[Opening TEXT EXCERPT section]
The technology, called CRISPR-Cas9, acts as a kind of molecular scissors, cutting and replacing DNA letters in a genome with precision and ease. The technique is revolutionizing the study of species from mice to potatoes, and is likely to lead to powerful new gene therapy to treat human disease as well.
In a legal maneuver with billion-dollar implications, the University of California has asked the U.S. Patent & Trademark Office to decide who was first to invent a powerful gene-editing tool called CRISPR-Cas9. In a request filed Monday, the regents of California’s public university system asked the patent agency to reconsider ten patents issued starting last year to the MIT/Harvard Broad Institute, in Cambridge, Massachusetts, saying the hugely valuable rights should belong to them.
If the patent office approves it, the request for a “patent interference,” as the process is known, sets up a winner-takes-all challenge in which either the Broad Institute, or the University of California and two co-petitioners, including the University of Vienna, will come away with all the rights to the gene-editing system, leaving their rival with nothing.
[Closing TEXT EXCERPT section]
How would the article on the CRISPR-Cas9 patent dispute continue? Write the next part, picking up after its last sentence.
[Opening EXTRACTED ENTRIES section]
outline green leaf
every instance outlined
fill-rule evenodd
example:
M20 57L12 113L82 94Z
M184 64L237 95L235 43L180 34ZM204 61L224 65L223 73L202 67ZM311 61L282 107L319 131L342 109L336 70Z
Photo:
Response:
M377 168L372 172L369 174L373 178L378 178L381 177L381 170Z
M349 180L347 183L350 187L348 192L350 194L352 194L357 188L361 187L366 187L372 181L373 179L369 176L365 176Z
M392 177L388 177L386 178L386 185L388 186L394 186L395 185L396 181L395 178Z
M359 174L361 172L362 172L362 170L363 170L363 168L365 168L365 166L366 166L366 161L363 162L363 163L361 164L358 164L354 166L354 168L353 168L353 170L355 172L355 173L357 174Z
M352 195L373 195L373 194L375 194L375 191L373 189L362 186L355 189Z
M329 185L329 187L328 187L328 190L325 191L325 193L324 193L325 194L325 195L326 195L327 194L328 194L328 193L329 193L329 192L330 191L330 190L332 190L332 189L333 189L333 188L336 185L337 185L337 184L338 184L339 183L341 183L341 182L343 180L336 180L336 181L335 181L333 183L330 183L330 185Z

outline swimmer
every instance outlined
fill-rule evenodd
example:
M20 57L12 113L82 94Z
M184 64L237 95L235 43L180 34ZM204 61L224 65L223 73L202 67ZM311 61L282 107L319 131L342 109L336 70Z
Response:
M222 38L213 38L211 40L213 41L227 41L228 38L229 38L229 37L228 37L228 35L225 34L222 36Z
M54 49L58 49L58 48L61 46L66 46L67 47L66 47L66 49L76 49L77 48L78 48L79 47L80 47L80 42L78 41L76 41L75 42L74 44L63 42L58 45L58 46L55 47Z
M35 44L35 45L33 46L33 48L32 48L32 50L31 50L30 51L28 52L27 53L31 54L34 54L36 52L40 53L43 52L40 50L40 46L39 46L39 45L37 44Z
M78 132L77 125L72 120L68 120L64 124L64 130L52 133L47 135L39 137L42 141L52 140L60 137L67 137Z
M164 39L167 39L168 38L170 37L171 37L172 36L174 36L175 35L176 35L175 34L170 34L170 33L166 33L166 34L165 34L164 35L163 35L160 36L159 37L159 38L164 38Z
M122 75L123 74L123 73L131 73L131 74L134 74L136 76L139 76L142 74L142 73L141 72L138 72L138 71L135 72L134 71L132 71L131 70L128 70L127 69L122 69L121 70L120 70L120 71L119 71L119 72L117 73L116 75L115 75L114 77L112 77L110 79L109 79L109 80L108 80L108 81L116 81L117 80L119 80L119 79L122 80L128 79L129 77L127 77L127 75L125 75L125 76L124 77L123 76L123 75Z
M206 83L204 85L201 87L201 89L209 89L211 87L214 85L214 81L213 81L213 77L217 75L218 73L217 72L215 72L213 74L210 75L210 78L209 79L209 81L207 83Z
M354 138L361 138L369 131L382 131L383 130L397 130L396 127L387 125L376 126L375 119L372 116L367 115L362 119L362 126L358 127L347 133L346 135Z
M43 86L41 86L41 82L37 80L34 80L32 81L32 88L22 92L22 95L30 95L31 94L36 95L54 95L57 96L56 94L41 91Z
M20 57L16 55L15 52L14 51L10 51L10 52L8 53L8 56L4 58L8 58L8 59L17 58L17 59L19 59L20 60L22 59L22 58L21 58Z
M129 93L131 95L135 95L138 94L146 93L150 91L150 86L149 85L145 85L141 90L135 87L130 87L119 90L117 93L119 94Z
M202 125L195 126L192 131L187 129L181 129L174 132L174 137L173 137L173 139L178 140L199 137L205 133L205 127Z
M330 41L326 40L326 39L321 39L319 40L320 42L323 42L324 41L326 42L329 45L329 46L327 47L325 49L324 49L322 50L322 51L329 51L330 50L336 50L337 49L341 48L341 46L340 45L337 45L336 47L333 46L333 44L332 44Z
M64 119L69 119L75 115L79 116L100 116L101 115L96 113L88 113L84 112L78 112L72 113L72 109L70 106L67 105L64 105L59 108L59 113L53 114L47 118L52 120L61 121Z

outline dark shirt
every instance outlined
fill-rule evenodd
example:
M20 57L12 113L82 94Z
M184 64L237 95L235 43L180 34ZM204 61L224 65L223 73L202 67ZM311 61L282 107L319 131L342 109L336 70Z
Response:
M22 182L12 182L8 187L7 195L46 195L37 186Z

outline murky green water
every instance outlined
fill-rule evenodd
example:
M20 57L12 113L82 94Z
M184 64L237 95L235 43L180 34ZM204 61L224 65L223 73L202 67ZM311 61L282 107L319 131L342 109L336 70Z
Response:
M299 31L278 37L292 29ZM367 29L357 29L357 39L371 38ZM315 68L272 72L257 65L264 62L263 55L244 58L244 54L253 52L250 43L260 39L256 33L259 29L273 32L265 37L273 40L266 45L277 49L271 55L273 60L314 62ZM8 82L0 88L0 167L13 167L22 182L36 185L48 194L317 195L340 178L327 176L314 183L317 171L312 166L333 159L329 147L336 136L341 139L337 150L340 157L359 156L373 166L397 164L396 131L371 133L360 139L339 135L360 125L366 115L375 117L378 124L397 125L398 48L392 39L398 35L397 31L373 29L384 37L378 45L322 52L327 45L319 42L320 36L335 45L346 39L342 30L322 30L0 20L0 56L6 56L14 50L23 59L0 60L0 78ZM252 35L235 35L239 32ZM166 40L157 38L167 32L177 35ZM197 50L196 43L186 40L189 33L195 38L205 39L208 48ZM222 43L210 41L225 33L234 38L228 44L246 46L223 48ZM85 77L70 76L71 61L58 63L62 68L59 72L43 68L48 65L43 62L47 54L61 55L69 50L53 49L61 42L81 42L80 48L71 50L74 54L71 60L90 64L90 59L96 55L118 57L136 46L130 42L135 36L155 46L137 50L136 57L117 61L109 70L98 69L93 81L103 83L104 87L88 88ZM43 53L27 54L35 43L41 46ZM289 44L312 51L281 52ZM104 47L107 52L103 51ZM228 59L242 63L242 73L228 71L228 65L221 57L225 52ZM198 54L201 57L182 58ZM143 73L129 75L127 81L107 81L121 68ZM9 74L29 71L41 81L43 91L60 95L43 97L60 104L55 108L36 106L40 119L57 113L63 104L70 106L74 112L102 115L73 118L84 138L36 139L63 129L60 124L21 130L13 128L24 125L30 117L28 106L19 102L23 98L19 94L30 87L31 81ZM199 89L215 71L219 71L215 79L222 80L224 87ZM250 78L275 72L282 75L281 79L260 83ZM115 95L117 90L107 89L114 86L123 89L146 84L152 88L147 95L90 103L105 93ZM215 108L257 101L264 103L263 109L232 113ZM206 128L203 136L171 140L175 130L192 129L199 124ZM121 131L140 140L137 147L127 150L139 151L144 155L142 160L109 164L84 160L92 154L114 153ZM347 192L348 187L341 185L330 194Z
[Closing EXTRACTED ENTRIES section]
■ THE ANSWER
“Expect this battle to be very expensive, very contentious, given the stakes involved,” says Greg Aharonian, director of the Center for Global Patent Quality, which works on patent issues. “I can see many hundreds of thousands of dollars being spent.”
The CRISPR-Cas9 editing technology was publicly described in the journal Science in 2012 by Jennifer Doudna, a biologist at the University of California, Berkeley, and the French microbiologist Emmanuelle Charpentier. But Feng Zhang, a scientist at the Broad Institute, was first to win a patent on the technique after submitting lab notebooks he says prove he invented it first
The system uses a cutting protein, Cas9, attached to a short RNA molecule that guides it to precise locations in a genome. Already, scientists have used it to disable HIV, cure muscular dystrophy in mice, and make wheat that’s resistant to crop diseases.
Under current rules, known as “first to file,” patent rights go to whoever submits a patent application first. That would mean an easy victory for Doudna and Charpentier, because their earliest application is dated May 2012, seven months before Zhang’s.
But because of the dates of the discoveries, the case is being carried out under older “first to invent” rules, where the winner is whoever is able show, by any means, they were first to make an invention work, or simply conceive of it. “That person gets the patent,” says Aharonian.